» BRIEF
Restate the entries below word for word, omitting nothing.

Pointing dataset records
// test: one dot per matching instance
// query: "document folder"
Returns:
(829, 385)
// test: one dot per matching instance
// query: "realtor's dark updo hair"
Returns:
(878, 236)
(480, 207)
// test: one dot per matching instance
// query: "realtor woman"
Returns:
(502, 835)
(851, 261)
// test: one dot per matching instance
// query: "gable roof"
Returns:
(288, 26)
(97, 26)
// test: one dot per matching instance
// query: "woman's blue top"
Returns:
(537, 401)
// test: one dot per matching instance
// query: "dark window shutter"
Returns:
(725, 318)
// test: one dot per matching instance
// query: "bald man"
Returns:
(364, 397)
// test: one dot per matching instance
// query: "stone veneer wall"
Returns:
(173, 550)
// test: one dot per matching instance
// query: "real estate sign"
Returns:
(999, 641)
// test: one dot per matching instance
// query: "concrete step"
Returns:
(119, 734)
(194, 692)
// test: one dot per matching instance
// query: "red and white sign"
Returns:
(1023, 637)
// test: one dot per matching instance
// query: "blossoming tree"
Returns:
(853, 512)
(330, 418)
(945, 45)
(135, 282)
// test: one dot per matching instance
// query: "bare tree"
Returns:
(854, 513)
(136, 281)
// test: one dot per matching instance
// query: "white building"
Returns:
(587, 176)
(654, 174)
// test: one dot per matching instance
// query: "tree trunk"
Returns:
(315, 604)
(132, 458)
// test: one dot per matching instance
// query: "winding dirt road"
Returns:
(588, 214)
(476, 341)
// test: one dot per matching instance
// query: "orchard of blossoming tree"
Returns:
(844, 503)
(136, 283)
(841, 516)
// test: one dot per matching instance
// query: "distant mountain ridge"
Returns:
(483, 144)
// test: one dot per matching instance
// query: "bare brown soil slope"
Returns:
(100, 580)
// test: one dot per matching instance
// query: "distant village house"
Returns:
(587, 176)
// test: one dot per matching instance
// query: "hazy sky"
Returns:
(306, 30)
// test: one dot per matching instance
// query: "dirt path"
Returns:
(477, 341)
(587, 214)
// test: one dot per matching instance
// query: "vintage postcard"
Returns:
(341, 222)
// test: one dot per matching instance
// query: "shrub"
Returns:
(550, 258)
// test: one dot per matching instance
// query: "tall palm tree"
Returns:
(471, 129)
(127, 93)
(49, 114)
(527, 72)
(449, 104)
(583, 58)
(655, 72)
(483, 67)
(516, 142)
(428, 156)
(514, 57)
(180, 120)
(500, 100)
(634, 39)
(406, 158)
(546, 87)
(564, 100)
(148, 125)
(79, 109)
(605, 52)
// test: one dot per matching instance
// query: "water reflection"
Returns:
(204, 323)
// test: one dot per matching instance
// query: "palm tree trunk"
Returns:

» EXERCISE ANSWER
// test: one dot per matching instance
// query: "document folder"
Returns:
(829, 385)
// test: one dot per matching instance
// query: "realtor's dark updo hair"
Returns:
(878, 236)
(480, 207)
// test: one dot per matching instance
// query: "realtor woman"
Returns:
(502, 835)
(851, 261)
// test: one dot per matching instance
// query: "gable roof"
Returns:
(288, 26)
(97, 26)
// test: one dot per matching instance
// query: "woman's blue top"
Returns:
(537, 401)
// test: one dot per matching instance
// query: "dark window shutter"
Returns:
(725, 318)
// test: one dot per matching instance
// query: "bald man"
Returns:
(364, 397)
// test: one dot per matching instance
// query: "stone veneer wall"
Returns:
(173, 550)
// test: one dot per matching instance
// query: "real estate sign"
Returns:
(999, 641)
// test: one dot per matching instance
// query: "concrete step"
Returns:
(119, 734)
(194, 692)
// test: one dot per matching instance
// query: "red and white sign"
Returns:
(1023, 637)
// test: one dot per matching instance
// query: "blossoming tree"
Returns:
(853, 512)
(330, 418)
(945, 45)
(135, 282)
// test: one dot per matching instance
// query: "bare tree"
Returns:
(854, 513)
(136, 281)
// test: one dot per matching instance
// query: "white building"
Returns:
(587, 176)
(654, 174)
// test: one dot per matching instance
// query: "tree trunk"
Returns:
(315, 604)
(132, 458)
// test: one dot per matching instance
// query: "winding dirt road"
Returns:
(588, 214)
(476, 341)
// test: one dot per matching instance
// query: "orchard of blossoming tree"
Returns:
(844, 503)
(136, 283)
(841, 516)
// test: one dot per matching instance
// query: "distant mountain ridge"
Returns:
(483, 144)
// test: one dot per matching instance
// query: "bare brown soil slope"
Returns:
(100, 580)
// test: one dot per matching instance
// query: "distant village house"
Returns:
(587, 176)
// test: one dot per matching instance
// query: "hazy sky"
Returns:
(306, 30)
// test: one dot per matching instance
// query: "dirt path"
Returns:
(477, 341)
(587, 214)
// test: one dot per matching instance
// query: "vintage postcard"
Returns:
(341, 222)
// test: one dot per matching instance
// query: "shrub"
Returns:
(550, 258)
// test: one dot per matching instance
// query: "tall palm tree"
Returns:
(471, 129)
(127, 93)
(49, 114)
(527, 72)
(449, 104)
(583, 58)
(655, 72)
(483, 67)
(516, 142)
(428, 156)
(514, 57)
(180, 120)
(500, 100)
(634, 39)
(406, 158)
(546, 87)
(564, 100)
(148, 125)
(79, 109)
(605, 52)
// test: one dot per matching instance
// query: "water reflection"
Returns:
(204, 323)
// test: one dot per matching instance
// query: "palm tree trunk"
Returns:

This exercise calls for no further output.